## What needs to be done
Reproduce the full passage on Mr Fedorcio letting Ms Panton use his computer, word for word and unchanged.

4.32 Mr Fedorcio stated that the computer used was a stand-alone machine and was not connected to the MPS computer system,541 that the e-mail concerned was not retained on his system, saying “I deleted it almost immediately afterwards”.542 He was also clear that Ms Panton had had no access to any of his files or documents in writing the story and that he was:543

“… keen to say to her that I wouldn’t want anyone to think that I had been the source of the story, which I wasn’t. She arrived with the notes on this when she came to see me.”

However, the fact is that, by allowing Ms Panton the use of his computer to draft and file the story, this was an entirely accurate assessment of the position in which Mr Fedorcio had placed himself.

4.33 Mr Fedorcio denied that this episode came as a result of his friendship with Ms Panton:544

“I don’t think it resulted from my friendship. As I said earlier, I think I would have considered doing it for anybody who was in that set of circumstances, but I accept it may have been an error of judgment.”

I can only agree with Mr Fedorcio’s assessment. Whatever his true motivation for allowing Ms Panton the use of his computer, and I am prepared to accept Mr Fedorcio’s explanation that it was done for purely benevolent reasons, this example did (and does) create a perception that an overly close and exclusive relationship existed between the two. This perception was heightened by the level and nature of some of the social interaction between the two.545 Whatever the reality of the relationship, and again I am prepared to accept that their interaction was fundamentally professional in nature, it was difficult for Mr Fedorcio to rebut the suggestion that over time he had become beholden to Ms Panton. The creation of this perception of influence, as we have seen, clearly had an impact on the public’s confidence in the MPS, and the Police Service as a whole.

## Given information
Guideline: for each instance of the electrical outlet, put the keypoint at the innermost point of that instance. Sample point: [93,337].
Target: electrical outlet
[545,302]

## Task output
4.32 Mr Fedorcio stated that the computer used was a stand-alone machine and was not connected to the MPS computer system,541 that the e-mail concerned was not retained on his system, saying “I deleted it almost immediately afterwards”.542 He was also clear that Ms Panton had had no access to any of his files or documents in writing the story and that he was:543

“… keen to say to her that I wouldn’t want anyone to think that I had been the source of the story, which I wasn’t. She arrived with the notes on this when she came to see me.”

However, the fact is that, by allowing Ms Panton the use of his computer to draft and file the story, this was an entirely accurate assessment of the position in which Mr Fedorcio had placed himself.

4.33 Mr Fedorcio denied that this episode came as a result of his friendship with Ms Panton:544

“I don’t think it resulted from my friendship. As I said earlier, I think I would have considered doing it for anybody who was in that set of circumstances, but I accept it may have been an error of judgment.”

I can only agree with Mr Fedorcio’s assessment. Whatever his true motivation for allowing Ms Panton the use of his computer, and I am prepared to accept Mr Fedorcio’s explanation that it was done for purely benevolent reasons, this example did (and does) create a perception that an overly close and exclusive relationship existed between the two. This perception was heightened by the level and nature of some of the social interaction between the two.545 Whatever the reality of the relationship, and again I am prepared to accept that their interaction was fundamentally professional in nature, it was difficult for Mr Fedorcio to rebut the suggestion that over time he had become beholden to Ms Panton. The creation of this perception of influence, as we have seen, clearly had an impact on the public’s confidence in the MPS, and the Police Service as a whole.